Starting at the line that contains "Target: horse head", print every remaining line of the entries, unchanged, and output nothing more.

[Records from a data collection]
● ● ●

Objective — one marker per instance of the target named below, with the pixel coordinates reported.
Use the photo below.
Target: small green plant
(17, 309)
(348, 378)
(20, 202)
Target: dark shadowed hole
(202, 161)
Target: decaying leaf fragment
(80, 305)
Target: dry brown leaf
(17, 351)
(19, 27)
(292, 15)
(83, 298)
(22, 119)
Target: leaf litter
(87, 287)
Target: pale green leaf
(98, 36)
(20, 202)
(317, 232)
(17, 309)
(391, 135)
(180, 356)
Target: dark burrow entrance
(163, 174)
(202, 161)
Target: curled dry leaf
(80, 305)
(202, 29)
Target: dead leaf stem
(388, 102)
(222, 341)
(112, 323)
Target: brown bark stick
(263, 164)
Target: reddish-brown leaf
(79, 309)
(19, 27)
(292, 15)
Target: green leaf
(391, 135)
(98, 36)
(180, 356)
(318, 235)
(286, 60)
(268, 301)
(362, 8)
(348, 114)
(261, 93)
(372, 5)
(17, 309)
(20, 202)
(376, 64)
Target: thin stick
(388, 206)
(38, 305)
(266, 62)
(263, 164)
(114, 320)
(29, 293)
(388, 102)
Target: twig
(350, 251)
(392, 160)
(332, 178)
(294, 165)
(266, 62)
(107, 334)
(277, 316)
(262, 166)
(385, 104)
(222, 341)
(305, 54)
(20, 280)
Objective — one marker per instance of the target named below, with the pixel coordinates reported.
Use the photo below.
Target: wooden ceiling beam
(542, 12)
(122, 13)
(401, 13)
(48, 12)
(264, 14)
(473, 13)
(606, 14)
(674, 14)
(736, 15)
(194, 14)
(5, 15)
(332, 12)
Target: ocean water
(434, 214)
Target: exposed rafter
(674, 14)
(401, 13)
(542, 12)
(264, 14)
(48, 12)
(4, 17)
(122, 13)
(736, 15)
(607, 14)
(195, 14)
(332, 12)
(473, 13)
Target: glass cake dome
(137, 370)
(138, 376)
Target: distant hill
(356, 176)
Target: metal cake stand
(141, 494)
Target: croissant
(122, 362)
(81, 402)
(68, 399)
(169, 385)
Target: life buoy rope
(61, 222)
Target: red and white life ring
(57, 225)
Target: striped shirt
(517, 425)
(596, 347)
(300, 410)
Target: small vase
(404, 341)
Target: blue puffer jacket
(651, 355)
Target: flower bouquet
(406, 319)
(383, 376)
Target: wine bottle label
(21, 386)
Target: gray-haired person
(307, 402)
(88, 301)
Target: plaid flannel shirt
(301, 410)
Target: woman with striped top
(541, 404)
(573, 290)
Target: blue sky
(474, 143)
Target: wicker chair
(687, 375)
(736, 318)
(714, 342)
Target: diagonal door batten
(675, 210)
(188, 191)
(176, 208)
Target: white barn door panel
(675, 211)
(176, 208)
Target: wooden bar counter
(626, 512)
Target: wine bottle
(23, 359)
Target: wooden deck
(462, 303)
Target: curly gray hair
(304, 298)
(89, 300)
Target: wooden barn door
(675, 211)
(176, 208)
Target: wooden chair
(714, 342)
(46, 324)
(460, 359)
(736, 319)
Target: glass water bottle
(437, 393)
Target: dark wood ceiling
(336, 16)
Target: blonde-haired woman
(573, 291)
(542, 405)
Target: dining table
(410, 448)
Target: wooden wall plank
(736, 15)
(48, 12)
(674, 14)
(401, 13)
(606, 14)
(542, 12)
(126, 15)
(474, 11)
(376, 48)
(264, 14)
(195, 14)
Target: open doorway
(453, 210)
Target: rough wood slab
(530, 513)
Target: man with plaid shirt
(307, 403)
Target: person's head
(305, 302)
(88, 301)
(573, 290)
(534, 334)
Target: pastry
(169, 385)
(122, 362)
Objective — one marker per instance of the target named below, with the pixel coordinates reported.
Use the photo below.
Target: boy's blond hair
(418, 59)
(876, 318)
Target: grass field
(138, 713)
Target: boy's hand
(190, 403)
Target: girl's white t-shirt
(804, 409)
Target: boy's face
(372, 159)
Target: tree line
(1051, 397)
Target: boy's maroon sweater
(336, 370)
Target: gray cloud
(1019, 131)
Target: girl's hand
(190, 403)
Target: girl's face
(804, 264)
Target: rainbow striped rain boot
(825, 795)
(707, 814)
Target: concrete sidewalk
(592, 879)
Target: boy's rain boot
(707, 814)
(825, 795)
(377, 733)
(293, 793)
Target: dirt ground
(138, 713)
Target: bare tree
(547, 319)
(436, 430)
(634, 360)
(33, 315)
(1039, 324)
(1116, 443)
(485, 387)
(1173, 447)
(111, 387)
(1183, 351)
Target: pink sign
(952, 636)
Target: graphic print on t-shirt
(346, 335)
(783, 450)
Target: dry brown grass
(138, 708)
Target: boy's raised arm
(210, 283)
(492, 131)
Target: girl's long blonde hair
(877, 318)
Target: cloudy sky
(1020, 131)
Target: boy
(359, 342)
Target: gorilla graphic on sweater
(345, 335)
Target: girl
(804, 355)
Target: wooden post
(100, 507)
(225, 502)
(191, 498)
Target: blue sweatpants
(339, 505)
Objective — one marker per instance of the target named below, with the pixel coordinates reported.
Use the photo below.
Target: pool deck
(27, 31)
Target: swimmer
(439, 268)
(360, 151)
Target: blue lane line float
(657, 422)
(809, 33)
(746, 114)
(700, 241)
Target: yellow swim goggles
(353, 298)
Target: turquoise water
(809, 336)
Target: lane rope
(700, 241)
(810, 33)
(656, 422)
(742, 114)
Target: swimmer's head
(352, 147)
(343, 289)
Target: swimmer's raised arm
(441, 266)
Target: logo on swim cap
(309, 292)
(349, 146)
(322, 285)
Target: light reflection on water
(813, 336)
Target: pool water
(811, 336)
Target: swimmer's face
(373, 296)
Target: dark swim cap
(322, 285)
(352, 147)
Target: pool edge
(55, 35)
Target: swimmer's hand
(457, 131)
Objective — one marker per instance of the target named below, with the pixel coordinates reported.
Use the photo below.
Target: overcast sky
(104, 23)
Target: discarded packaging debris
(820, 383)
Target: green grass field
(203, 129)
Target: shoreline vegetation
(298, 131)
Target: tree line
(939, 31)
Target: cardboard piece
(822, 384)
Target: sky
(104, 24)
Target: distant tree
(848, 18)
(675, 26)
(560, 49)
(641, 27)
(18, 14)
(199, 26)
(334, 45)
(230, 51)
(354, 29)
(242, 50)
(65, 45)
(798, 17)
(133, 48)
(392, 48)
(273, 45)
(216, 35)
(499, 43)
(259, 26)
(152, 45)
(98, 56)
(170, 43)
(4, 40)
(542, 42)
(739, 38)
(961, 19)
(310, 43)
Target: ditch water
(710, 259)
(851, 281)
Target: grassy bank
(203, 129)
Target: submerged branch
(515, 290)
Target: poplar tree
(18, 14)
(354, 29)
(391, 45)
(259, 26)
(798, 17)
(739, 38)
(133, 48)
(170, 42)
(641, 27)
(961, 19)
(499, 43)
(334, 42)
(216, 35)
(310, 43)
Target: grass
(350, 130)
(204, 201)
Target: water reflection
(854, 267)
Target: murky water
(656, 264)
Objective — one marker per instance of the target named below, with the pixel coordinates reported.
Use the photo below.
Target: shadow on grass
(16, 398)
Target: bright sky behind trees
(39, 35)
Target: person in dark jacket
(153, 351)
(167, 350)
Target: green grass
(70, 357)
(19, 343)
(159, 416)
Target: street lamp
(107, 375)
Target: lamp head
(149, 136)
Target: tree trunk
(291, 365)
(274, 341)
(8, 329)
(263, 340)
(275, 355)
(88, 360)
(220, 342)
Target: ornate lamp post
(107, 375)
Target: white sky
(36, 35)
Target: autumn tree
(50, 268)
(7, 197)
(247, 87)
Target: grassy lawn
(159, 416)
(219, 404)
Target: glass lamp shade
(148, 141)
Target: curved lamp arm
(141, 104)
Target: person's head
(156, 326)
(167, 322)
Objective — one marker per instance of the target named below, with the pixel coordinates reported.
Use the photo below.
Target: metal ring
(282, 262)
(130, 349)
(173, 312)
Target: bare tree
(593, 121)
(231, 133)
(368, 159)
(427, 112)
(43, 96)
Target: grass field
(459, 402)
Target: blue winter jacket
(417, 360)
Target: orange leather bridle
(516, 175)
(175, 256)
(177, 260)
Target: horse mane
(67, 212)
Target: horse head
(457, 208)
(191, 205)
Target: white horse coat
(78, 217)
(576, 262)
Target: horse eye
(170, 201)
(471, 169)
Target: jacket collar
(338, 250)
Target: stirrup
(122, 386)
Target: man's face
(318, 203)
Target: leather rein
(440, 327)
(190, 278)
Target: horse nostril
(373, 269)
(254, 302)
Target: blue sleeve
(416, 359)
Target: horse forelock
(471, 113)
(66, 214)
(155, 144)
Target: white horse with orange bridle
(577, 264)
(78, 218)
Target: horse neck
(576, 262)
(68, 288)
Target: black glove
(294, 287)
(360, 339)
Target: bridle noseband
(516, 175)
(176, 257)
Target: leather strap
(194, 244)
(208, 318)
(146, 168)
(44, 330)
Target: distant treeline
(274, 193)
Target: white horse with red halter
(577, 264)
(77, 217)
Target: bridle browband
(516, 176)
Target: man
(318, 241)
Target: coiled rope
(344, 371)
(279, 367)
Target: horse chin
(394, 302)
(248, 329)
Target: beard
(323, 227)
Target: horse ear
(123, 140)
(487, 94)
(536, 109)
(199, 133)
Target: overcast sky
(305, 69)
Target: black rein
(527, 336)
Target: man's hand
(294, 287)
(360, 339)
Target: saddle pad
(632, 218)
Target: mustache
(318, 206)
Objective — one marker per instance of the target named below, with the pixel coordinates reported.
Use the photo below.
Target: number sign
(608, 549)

● ● ●

Task output:
Target: horse head
(457, 208)
(191, 205)
Target: white horse coat
(78, 217)
(576, 262)
Target: horse eye
(170, 201)
(471, 169)
Target: jacket collar
(338, 250)
Target: stirrup
(122, 386)
Target: man's face
(318, 203)
Target: leather rein
(440, 327)
(190, 278)
Target: horse nostril
(373, 269)
(254, 302)
Target: blue sleeve
(416, 359)
Target: horse forelock
(471, 113)
(66, 214)
(155, 144)
Target: white horse with orange bridle
(577, 264)
(78, 218)
Target: horse neck
(576, 262)
(68, 288)
Target: black glove
(294, 287)
(360, 339)
Target: bridle noseband
(516, 175)
(176, 257)
Target: leather strap
(194, 244)
(208, 318)
(146, 168)
(44, 330)
Target: distant treeline
(274, 193)
Target: white horse with red halter
(577, 264)
(77, 217)
Target: bridle browband
(516, 176)
Target: man
(318, 241)
Target: coiled rope
(344, 371)
(279, 367)
Target: horse chin
(394, 302)
(248, 329)
Target: beard
(323, 227)
Target: horse ear
(123, 140)
(487, 94)
(536, 109)
(199, 133)
Target: overcast sky
(305, 69)
Target: black rein
(527, 336)
Target: man's hand
(294, 287)
(360, 339)
Target: saddle pad
(632, 218)
Target: mustache
(318, 206)
Objective — one marker per instance of the target named below, with the pixel coordinates reported.
Use the photo below.
Target: number sign
(608, 549)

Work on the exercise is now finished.